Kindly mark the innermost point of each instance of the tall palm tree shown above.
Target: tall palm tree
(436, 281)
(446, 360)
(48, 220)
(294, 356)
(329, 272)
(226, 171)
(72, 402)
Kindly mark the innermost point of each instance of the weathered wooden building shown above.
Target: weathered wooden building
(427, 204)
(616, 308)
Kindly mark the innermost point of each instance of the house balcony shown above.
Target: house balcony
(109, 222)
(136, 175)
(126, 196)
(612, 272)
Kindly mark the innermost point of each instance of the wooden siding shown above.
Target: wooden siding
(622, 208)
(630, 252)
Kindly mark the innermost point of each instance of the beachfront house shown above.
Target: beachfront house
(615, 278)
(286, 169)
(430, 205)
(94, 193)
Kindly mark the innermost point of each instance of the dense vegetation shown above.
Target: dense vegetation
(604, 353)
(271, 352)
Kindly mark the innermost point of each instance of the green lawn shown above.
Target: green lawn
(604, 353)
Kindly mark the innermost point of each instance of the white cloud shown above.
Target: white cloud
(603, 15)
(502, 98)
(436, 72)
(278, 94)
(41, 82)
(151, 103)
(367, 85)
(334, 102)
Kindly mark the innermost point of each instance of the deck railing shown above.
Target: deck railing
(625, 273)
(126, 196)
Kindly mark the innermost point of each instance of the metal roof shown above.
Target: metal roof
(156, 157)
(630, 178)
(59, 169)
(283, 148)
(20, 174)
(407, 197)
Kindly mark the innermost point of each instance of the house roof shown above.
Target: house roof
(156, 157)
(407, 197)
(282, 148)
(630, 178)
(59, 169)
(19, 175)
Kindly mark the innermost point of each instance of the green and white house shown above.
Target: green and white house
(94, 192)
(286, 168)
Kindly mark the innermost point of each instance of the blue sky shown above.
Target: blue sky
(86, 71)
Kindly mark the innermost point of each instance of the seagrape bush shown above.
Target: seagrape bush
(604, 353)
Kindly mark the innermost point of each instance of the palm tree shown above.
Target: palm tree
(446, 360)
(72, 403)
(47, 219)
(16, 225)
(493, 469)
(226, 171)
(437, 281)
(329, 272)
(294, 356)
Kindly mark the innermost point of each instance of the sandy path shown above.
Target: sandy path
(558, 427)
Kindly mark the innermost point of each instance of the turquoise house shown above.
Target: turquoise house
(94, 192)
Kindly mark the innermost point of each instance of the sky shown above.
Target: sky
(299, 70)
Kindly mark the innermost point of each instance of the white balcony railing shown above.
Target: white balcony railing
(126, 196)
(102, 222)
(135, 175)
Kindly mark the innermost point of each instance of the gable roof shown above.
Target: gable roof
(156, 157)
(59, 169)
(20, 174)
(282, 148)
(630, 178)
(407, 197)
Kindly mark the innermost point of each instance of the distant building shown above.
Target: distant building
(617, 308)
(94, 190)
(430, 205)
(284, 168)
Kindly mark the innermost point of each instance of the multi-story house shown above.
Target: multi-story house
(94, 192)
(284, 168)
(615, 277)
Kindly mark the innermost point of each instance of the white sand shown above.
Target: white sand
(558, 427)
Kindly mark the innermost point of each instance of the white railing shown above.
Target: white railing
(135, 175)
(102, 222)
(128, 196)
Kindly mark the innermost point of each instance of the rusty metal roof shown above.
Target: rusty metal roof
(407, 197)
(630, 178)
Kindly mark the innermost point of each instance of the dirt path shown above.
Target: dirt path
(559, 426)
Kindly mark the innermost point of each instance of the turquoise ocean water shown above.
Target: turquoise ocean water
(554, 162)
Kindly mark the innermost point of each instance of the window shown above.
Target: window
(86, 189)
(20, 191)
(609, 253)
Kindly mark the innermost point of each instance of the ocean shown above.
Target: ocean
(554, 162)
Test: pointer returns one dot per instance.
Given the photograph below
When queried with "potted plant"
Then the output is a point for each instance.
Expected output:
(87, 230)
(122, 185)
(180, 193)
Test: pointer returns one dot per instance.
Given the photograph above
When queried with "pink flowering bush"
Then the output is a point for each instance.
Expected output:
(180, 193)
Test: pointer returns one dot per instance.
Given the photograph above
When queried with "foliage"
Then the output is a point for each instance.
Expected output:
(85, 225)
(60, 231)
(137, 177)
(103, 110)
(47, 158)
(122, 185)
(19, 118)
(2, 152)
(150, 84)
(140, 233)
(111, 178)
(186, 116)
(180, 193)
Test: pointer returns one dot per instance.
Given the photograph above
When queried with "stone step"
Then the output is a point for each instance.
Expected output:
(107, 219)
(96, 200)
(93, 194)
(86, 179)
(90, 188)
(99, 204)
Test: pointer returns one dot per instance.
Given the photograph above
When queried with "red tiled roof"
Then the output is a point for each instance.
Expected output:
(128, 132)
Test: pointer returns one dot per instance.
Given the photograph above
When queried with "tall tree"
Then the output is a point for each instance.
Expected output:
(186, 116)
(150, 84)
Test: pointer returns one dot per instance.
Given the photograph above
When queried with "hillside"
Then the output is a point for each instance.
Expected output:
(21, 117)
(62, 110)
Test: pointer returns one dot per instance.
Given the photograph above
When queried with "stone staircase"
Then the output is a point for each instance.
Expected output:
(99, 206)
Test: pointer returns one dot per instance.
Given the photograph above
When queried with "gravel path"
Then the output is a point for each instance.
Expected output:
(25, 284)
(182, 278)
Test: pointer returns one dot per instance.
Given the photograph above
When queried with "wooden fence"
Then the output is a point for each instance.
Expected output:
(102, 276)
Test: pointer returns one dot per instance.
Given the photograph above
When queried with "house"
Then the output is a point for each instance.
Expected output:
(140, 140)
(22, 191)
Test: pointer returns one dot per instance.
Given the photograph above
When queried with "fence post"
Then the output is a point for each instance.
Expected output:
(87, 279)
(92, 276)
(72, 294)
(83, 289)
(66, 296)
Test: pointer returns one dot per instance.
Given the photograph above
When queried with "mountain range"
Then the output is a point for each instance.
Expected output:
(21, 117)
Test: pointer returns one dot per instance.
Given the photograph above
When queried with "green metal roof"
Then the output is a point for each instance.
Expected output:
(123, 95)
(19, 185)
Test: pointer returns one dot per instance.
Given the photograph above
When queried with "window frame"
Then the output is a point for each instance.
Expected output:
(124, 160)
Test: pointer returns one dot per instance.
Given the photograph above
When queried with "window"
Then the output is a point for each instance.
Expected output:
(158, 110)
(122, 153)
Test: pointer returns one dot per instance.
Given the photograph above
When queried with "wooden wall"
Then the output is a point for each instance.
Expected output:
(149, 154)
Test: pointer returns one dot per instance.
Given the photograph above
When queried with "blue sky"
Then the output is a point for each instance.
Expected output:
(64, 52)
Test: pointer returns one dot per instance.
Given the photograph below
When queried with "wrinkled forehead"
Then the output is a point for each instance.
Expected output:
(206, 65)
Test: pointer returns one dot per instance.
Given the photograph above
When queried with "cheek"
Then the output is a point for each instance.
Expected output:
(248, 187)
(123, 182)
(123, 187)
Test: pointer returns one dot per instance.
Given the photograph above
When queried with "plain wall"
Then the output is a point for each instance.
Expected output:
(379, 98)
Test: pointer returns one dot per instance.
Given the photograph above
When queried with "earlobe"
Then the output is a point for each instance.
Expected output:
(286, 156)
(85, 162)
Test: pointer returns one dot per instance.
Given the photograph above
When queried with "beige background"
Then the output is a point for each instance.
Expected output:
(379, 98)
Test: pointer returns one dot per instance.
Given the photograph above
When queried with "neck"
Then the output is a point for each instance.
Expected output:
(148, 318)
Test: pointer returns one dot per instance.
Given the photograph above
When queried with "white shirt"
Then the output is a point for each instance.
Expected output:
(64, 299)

Required work
Every record should be given again exactly.

Exercise output
Kindly mark the innermost point of each instance of the tall palm tree shown above.
Target: tall palm tree
(436, 281)
(446, 360)
(48, 220)
(294, 356)
(329, 272)
(226, 171)
(72, 402)
Kindly mark the innermost point of each instance of the weathered wooden building shown above.
Target: weathered wooden building
(427, 204)
(616, 308)
Kindly mark the innermost point of each instance of the house balcony shown above.
Target: house balcony
(109, 222)
(136, 175)
(126, 196)
(612, 272)
Kindly mark the innermost point of each instance of the wooden siding shown above.
Target: wooden siding
(622, 208)
(630, 252)
Kindly mark the innermost point of each instance of the beachfront house shown above.
Target: beachfront house
(615, 278)
(286, 169)
(430, 205)
(94, 193)
Kindly mark the innermost point of each instance of the dense vegetation shown above.
Target: dense vegetation
(604, 353)
(271, 352)
Kindly mark the innermost point of each instance of the green lawn shown above.
Target: green lawn
(604, 353)
Kindly mark the innermost point of each instance of the white cloud shown above.
Target: white cloud
(603, 15)
(502, 98)
(436, 72)
(278, 94)
(41, 82)
(151, 103)
(367, 85)
(334, 102)
Kindly mark the innermost point of each instance of the deck railing shown above.
Target: deck railing
(625, 273)
(126, 196)
Kindly mark the innermost point of each instance of the metal roof shown above.
Target: metal roof
(156, 157)
(630, 178)
(59, 169)
(283, 148)
(20, 174)
(407, 197)
Kindly mark the innermost point of each instance of the house roof shown above.
Target: house roof
(156, 157)
(407, 197)
(282, 148)
(630, 178)
(59, 169)
(19, 175)
Kindly mark the innermost point of each instance of the green and white house shown above.
Target: green and white house
(94, 192)
(286, 168)
Kindly mark the innermost point of each instance of the blue sky shown above.
Target: blue sky
(86, 71)
Kindly mark the innermost point of each instance of the seagrape bush shown above.
Target: seagrape bush
(604, 353)
Kindly mark the innermost point of each instance of the palm tree shown above.
Target: palm tree
(446, 360)
(72, 403)
(47, 219)
(16, 225)
(493, 469)
(226, 171)
(437, 281)
(329, 272)
(294, 356)
Kindly mark the innermost point of each instance of the sandy path shown above.
Target: sandy path
(558, 427)
Kindly mark the innermost point of each instance of the turquoise house shown above.
Target: turquoise house
(94, 192)
Kindly mark the innermost point of each instance of the sky shown above.
Target: sky
(299, 70)
Kindly mark the innermost point of each instance of the white balcony railing shown above.
Target: white balcony railing
(126, 196)
(102, 222)
(135, 175)
Kindly mark the innermost point of each instance of the gable roof shown above.
Target: gable roof
(156, 157)
(59, 169)
(20, 174)
(282, 148)
(630, 178)
(407, 197)
Kindly mark the innermost point of each instance of the distant building shown above.
Target: distant building
(617, 308)
(94, 190)
(430, 205)
(284, 168)
Kindly mark the innermost point of each instance of the multi-story house shown above.
Target: multi-story house
(94, 192)
(284, 168)
(615, 277)
Kindly mark the innermost point of each instance of the white sand shown above.
Target: white sand
(558, 427)
Kindly mark the innermost point of each instance of the white railing shown above.
Target: white railing
(135, 175)
(102, 222)
(128, 196)
Kindly mark the innermost point of each instance of the rusty metal roof shown above.
Target: rusty metal roof
(407, 197)
(630, 178)
Kindly mark the innermost point of each instance of the dirt path shown above.
Target: dirt path
(559, 426)
Kindly mark the innermost point of each instance of the turquoise ocean water shown above.
Target: turquoise ocean water
(554, 162)
Kindly mark the innermost point of each instance of the window shown above.
Target: window
(86, 189)
(20, 191)
(609, 253)
Kindly mark the innermost point of each instance of the ocean shown above.
Target: ocean
(554, 162)
Test: pointer returns one dot per instance.
Given the photograph below
When queried with "potted plant"
Then the output is a point for each instance.
Expected output:
(87, 230)
(122, 185)
(180, 193)
Test: pointer returns one dot per instance.
Given the photograph above
When queried with "pink flowering bush"
Then the output is a point for each instance.
Expected output:
(180, 193)
Test: pointer returns one dot per instance.
Given the photograph above
When queried with "foliage"
Then the output is a point for each instance.
Expected output:
(85, 225)
(60, 231)
(137, 177)
(103, 110)
(47, 158)
(122, 185)
(19, 118)
(2, 152)
(150, 84)
(140, 233)
(111, 178)
(186, 116)
(180, 193)
Test: pointer returns one dot per instance.
Given the photograph above
When queried with "stone step"
Then the output is a point for each instance.
Expected output:
(107, 219)
(96, 200)
(93, 194)
(86, 179)
(90, 188)
(99, 204)
Test: pointer returns one dot per instance.
Given the photograph above
When queried with "red tiled roof"
Then the output is a point for each instance.
Expected output:
(128, 132)
Test: pointer returns one dot per instance.
Given the photograph above
When queried with "tall tree"
Then the output is a point for each instance.
Expected output:
(186, 116)
(150, 84)
Test: pointer returns one dot per instance.
Given the photograph above
When queried with "hillside"
Then the output is a point for each instance.
Expected output:
(21, 117)
(62, 110)
Test: pointer returns one dot per instance.
Given the photograph above
When queried with "stone staircase"
Then the output is a point for each instance.
Expected output:
(99, 206)
Test: pointer returns one dot per instance.
Given the photograph above
When queried with "gravel path"
Then the output is a point for each instance.
Expected output:
(25, 284)
(182, 278)
Test: pointer returns one dot per instance.
Given the photograph above
When queried with "wooden fence"
Then the output is a point for each instance.
Expected output:
(102, 276)
Test: pointer returns one dot per instance.
Given the photograph above
When queried with "house"
Then the output is a point for each instance.
Expected output:
(140, 140)
(22, 191)
Test: pointer returns one dot per instance.
Given the photograph above
When queried with "fence post"
Then the output is a point for each instance.
Expected output:
(87, 279)
(92, 276)
(72, 294)
(83, 289)
(66, 296)
Test: pointer returns one dot per instance.
Given the photograph above
When queried with "mountain range"
Then the output is a point for each instance.
Expected output:
(21, 117)
Test: pointer returns one dot per instance.
Given the photograph above
When queried with "green metal roof"
Then the output is a point for each instance.
Expected output:
(123, 95)
(19, 185)
Test: pointer returns one dot per instance.
Given the photograph above
When queried with "window frame"
Then the output is a point for each instance.
Expected output:
(124, 160)
Test: pointer returns one dot per instance.
Given the photograph above
When queried with "window"
Then the output is a point for each instance.
Expected output:
(158, 110)
(122, 153)
Test: pointer returns one dot per instance.
Given the photograph above
When queried with "wooden wall"
Then the output is a point for each instance.
Expected output:
(149, 154)
Test: pointer returns one dot per instance.
Given the photograph above
When queried with "blue sky"
Then the output is a point for each instance.
Expected output:
(64, 52)
Test: pointer returns one dot per instance.
Given the photograph below
When queried with "wrinkled forehead"
Then the output is a point for each instance.
Expected output:
(206, 65)
Test: pointer returns one dot per instance.
Given the photograph above
When queried with "cheek"
Then the output is a point for each instance.
Expected output:
(248, 187)
(123, 182)
(123, 187)
Test: pointer returns one dot per instance.
Given the photograph above
When queried with "plain wall"
Then the output is a point for each instance.
Expected output:
(379, 98)
Test: pointer returns one dot per instance.
Given the photograph above
When queried with "earlobe"
Then the output is a point for each instance.
Expected output:
(286, 156)
(85, 162)
Test: pointer returns one dot per instance.
Given the photograph above
When queried with "beige background"
Then the output is a point for each instance.
Expected output:
(379, 98)
Test: pointer returns one dot per instance.
Given the photograph above
When queried with "neck"
Then the output is a point for each instance.
Expected output:
(148, 318)
Test: pointer returns one dot per instance.
Given the photograph above
When queried with "white shirt"
Then the output is a point for each instance.
Expected output:
(64, 299)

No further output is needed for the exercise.